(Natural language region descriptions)
- - - - -

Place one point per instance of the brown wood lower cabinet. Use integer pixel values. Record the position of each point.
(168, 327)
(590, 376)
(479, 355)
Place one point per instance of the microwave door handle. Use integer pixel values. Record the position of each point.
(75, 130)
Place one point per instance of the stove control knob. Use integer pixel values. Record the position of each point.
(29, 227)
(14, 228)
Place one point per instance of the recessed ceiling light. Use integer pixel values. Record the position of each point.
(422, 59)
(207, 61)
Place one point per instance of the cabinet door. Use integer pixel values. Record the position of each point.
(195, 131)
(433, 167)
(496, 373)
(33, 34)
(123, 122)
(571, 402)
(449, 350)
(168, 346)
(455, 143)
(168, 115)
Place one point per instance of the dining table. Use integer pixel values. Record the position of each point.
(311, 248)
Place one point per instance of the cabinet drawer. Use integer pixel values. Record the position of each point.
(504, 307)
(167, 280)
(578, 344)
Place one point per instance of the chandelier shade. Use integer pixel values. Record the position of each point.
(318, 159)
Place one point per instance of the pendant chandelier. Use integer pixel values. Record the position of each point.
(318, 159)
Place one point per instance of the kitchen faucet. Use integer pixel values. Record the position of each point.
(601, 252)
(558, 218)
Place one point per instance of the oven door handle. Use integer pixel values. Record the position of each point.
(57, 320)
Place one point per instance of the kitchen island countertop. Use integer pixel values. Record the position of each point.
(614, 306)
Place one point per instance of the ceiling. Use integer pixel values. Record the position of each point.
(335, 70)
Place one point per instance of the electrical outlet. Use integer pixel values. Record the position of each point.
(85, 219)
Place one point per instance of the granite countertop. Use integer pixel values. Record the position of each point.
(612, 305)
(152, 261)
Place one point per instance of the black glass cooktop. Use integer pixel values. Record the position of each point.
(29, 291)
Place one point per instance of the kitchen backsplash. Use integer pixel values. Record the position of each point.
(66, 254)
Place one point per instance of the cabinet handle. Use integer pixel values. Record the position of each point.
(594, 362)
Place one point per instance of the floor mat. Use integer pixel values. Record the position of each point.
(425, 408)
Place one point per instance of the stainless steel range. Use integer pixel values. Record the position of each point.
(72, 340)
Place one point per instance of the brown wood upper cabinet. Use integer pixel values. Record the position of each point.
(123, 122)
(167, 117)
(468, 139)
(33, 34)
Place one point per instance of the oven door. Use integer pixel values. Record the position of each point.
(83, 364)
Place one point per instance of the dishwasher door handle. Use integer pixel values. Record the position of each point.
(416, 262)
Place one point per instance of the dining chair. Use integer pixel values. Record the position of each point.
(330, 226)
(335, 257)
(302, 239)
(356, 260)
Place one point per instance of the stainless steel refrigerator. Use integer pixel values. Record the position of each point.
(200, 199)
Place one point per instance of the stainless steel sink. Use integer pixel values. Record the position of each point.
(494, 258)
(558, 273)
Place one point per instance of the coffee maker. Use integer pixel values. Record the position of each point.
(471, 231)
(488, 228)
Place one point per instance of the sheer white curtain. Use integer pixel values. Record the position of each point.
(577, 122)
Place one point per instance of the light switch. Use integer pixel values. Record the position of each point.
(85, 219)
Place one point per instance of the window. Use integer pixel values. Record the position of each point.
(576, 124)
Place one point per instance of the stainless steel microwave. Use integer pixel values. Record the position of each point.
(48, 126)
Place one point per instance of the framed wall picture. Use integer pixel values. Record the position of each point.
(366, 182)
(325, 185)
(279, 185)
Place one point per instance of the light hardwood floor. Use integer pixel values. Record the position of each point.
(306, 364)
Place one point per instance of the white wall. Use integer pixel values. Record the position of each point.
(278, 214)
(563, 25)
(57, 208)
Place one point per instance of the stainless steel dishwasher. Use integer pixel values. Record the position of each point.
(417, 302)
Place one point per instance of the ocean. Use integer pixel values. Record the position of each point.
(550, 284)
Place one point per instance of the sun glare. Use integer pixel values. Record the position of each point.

- - - - -

(Activity) The records given above are to be repeated in full, exactly.

(Result of this task)
Place one point per instance of the brown wood lower cabinet. Use integer pixel values. Record the position of each point.
(168, 327)
(590, 376)
(479, 355)
Place one point per instance of the microwave door handle. Use integer pixel values. Record the position of each point.
(75, 130)
Place one point per instance of the stove control knob. Use integer pixel values. Record the position of each point.
(29, 227)
(14, 228)
Place one point per instance of the recessed ceiling light. Use integer pixel values. Record the position of each point.
(422, 59)
(207, 61)
Place one point per instance of the cabinet door. Use integer pixel values. Record the position of each point.
(195, 131)
(433, 167)
(496, 373)
(33, 34)
(123, 122)
(571, 402)
(449, 350)
(168, 346)
(455, 143)
(168, 115)
Place one point per instance of the dining table. Use integer pixel values. Record the position of each point.
(311, 248)
Place one point per instance of the cabinet drawer. Use integer pixel values. Record the position of each point.
(504, 307)
(167, 280)
(578, 344)
Place one point per instance of the chandelier shade. Use integer pixel values. Record the position of each point.
(318, 159)
Place one point per instance of the pendant chandelier. Use integer pixel values. Record the position of each point.
(318, 159)
Place one point per instance of the kitchen faucet. Use integer pixel values. Record the position of each point.
(601, 252)
(558, 218)
Place one point per instance of the oven door handle. Use integer pixel values. Record the position of each point.
(57, 320)
Place one point per instance of the kitchen island countertop. Use integer pixel values. Record the position of each point.
(614, 306)
Place one point per instance of the ceiling. Use integer pixel values. Record the position of each point.
(335, 70)
Place one point per instance of the electrical outlet. Use integer pixel values. Record the position of each point.
(85, 219)
Place one point per instance of the granite countertop. Use integer pixel values. Record the position of each point.
(612, 305)
(152, 261)
Place one point per instance of the black glass cooktop. Use integer pixel values. Record the position of each point.
(29, 291)
Place one point per instance of the kitchen backsplash. Use integer pixel values. Record the position of each point.
(66, 254)
Place one point per instance of the cabinet handle. Use integer pixel values. Record the position of each point.
(594, 362)
Place one point per instance of the floor mat. Use integer pixel values. Record the position of each point.
(425, 408)
Place one point per instance of the stainless steel range. Use integer pixel values. Record the position of each point.
(72, 340)
Place one point per instance of the brown wood upper cabinet. Use integer pixel values. Record the position of each point.
(123, 122)
(167, 117)
(468, 139)
(33, 34)
Place one point per instance of the oven door. Use integer pixel values. Record the position of each point.
(83, 364)
Place one point per instance of the dishwasher door handle. Use integer pixel values. Record the position of each point.
(416, 262)
Place one point per instance of the dining chair. Use integer pixel values. Record the position of each point.
(330, 226)
(335, 257)
(302, 239)
(356, 260)
Place one point per instance of the stainless steel refrigerator. Use integer pixel values. Record the position of each point.
(200, 199)
Place one point per instance of the stainless steel sink. Use integer pixel values. Record the position of each point.
(494, 258)
(558, 273)
Place one point per instance of the coffee maker. Use integer pixel values. Record the position of each point.
(471, 231)
(488, 228)
Place one point per instance of the sheer white curtain. Use integer pixel values. Record the position of each point.
(577, 122)
Place one point per instance of the light switch. Use integer pixel values. Record the position of each point.
(85, 219)
Place one point per instance of the window. Use integer pixel values. Record the position of each point.
(576, 124)
Place one point per instance of the stainless steel microwave. Use integer pixel values. Record the position of each point.
(48, 126)
Place one point per instance of the framed wall picture. Use integer pixel values. Record the position of each point.
(366, 182)
(325, 185)
(279, 185)
Place one point per instance of the light hardwood floor. Use integer pixel values. Record the position of each point.
(306, 364)
Place one point per instance of the white wall. Use integer pixel values. Record the position of each point.
(278, 214)
(563, 25)
(57, 208)
Place one point per instance of the stainless steel dishwasher. Use integer pixel values. Record the position of each point.
(417, 302)
Place one point per instance of the ocean. Use integer pixel values. Record the position of each point.
(550, 284)
Place one point per instance of the sun glare. Use integer pixel values. Record the position of each point.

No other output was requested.